* **RECORDED INFORMATION**
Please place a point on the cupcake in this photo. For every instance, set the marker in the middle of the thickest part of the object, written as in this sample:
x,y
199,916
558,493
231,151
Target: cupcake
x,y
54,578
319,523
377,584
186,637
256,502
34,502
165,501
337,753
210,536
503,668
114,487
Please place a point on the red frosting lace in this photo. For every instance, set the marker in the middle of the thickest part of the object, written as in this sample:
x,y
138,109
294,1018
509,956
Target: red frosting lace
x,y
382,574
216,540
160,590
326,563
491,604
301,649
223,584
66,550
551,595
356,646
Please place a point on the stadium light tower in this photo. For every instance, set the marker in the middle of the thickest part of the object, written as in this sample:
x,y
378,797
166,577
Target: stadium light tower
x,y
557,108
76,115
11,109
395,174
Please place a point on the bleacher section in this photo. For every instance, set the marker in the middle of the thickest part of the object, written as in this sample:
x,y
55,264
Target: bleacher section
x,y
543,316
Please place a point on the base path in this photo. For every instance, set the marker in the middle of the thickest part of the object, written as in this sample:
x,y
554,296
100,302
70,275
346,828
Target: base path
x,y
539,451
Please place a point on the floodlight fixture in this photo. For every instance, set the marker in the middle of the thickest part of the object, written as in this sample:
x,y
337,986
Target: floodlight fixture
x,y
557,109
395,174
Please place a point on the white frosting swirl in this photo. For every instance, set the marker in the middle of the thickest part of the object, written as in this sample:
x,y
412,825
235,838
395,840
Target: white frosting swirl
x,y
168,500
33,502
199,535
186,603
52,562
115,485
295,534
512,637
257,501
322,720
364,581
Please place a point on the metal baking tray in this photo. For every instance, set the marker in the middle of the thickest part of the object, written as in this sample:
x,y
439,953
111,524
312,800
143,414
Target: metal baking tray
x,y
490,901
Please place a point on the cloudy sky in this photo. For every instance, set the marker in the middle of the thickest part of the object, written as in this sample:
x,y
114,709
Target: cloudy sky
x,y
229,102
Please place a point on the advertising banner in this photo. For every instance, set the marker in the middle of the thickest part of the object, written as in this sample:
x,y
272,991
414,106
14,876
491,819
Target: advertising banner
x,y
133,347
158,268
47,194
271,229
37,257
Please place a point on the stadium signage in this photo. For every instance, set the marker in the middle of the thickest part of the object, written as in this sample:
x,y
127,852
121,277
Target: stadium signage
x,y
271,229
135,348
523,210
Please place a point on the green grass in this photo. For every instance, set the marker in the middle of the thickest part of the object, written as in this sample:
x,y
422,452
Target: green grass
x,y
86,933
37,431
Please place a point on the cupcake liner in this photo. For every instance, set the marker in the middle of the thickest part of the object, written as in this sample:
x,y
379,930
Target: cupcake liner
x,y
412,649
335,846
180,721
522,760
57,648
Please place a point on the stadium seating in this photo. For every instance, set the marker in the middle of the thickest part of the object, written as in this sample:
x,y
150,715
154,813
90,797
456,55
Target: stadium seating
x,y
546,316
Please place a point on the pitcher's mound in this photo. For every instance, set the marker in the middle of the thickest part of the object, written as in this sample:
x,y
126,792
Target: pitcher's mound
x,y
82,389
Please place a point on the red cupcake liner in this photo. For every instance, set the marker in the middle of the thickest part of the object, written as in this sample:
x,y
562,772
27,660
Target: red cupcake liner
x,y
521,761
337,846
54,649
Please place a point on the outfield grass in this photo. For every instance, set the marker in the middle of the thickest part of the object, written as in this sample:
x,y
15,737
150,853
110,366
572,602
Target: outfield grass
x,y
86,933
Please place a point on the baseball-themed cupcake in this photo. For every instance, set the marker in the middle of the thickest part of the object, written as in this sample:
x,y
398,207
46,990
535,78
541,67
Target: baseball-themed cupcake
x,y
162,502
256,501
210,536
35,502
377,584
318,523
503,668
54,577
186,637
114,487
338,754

* **INSTRUCTION**
Rewrite the stretch from the line containing "Please place a point on the cupcake liner" through the end of the records, replacing "thickest" with "widest" and leaving everything else unchanged.

* **RESULT OF THE TASK**
Please place a point on the cupcake liner in this photo. For every instance, set the marker in the middle of the widest part of the object, written as in this sample:
x,y
379,930
Target: cupcake liner
x,y
412,649
335,846
180,721
522,760
57,648
Please place a point on the stadium seating in this photo. For every instance, set the marker in the middle of the widest part of the object, written as in this sample:
x,y
150,715
154,813
90,797
456,55
Target: stadium seating
x,y
546,316
Please place a point on the pitcher's mound in this photo. For every instance, set the marker in the middle of the widest part of the object, written as in this sample:
x,y
126,792
Target: pitcher's mound
x,y
82,389
Please place a point on the red cupcake liner in this photo. For every instance, set the marker in the middle of the widest part of the object, written as in this sample:
x,y
562,772
27,660
Target: red cupcake liner
x,y
521,761
337,846
54,649
Please place a point on the outfield grass in this photo. For every instance, set the marker in the middle of the widest part of the object, written as in this sample:
x,y
15,737
150,853
110,366
572,602
Target: outfield grass
x,y
86,933
Please place a point on the baseball-themed cupcake in this photo. For every instance, set the marker in the middle of the widest part of the object, written as in this sample:
x,y
398,207
46,990
535,78
541,67
Target: baseball-themed cupcake
x,y
162,502
256,501
210,536
35,502
377,584
318,523
503,668
54,577
186,637
114,487
338,754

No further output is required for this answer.